◆ RECORD SET:
===

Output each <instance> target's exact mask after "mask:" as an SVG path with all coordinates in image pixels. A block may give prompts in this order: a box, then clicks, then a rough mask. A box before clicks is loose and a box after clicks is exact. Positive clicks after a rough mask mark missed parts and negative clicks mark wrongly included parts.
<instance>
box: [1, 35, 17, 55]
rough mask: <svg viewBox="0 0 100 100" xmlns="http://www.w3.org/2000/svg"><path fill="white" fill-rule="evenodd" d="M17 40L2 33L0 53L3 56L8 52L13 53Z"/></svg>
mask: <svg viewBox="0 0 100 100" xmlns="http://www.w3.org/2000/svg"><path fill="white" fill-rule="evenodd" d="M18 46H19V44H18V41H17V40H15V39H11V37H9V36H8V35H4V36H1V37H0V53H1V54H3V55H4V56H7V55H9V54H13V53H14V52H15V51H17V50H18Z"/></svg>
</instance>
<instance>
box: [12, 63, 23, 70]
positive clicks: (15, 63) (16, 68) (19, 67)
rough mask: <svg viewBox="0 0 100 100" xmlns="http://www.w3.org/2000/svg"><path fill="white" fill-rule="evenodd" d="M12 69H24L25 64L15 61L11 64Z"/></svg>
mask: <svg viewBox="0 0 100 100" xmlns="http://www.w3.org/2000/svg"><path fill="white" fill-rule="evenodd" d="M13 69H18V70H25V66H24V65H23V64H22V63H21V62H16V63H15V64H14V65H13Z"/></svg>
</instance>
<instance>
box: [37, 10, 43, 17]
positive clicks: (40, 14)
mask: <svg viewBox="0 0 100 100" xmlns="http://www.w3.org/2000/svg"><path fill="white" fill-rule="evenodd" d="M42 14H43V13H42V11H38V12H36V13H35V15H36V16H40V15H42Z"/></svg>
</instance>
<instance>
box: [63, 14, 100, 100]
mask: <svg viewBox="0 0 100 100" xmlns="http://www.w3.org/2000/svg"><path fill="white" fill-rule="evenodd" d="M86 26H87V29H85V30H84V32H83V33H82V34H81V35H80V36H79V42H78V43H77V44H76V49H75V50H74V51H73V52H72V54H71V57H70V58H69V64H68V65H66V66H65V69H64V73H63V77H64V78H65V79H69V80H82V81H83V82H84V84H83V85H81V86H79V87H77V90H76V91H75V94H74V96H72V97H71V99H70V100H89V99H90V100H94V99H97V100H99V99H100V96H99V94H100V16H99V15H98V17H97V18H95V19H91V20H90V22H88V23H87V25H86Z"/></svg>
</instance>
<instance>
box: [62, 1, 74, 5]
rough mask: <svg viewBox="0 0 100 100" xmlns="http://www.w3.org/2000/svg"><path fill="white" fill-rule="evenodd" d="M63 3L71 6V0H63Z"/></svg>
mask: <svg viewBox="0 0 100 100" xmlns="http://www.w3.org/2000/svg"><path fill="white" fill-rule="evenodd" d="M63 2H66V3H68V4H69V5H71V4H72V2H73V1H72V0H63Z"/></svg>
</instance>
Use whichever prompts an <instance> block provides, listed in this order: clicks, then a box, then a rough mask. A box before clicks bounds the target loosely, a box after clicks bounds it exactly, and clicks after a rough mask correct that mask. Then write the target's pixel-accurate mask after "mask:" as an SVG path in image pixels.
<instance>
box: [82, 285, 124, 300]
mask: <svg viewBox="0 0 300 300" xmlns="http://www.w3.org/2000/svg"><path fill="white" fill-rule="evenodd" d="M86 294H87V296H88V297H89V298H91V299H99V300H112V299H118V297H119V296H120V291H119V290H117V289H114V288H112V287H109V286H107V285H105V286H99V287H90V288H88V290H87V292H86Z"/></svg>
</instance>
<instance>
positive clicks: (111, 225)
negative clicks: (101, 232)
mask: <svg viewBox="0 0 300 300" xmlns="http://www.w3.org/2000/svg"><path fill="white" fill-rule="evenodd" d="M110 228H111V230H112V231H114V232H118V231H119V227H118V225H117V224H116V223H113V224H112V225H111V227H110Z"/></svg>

===

◆ TO DO:
Select each line of the rows above that contains the word "this". Case counts.

◆ ANSWER:
Output each <instance> target's exact mask after "mask:" as an SVG path with all coordinates in image pixels. A block may give prompts in this order: a box, then clicks, then a rough mask. A box before clicks is loose and a box after clicks is exact. Positive clicks after a rough mask mark missed parts and negative clicks mark wrongly included parts.
Use whichever prompts an <instance> block provides, listed in this order: clicks, then a box, then a rough mask. A box before clicks bounds the target loosely, a box after clicks bounds it exactly, and clicks after a rough mask correct that mask. Then write the target's pixel-accurate mask after "mask:" as an SVG path in image pixels.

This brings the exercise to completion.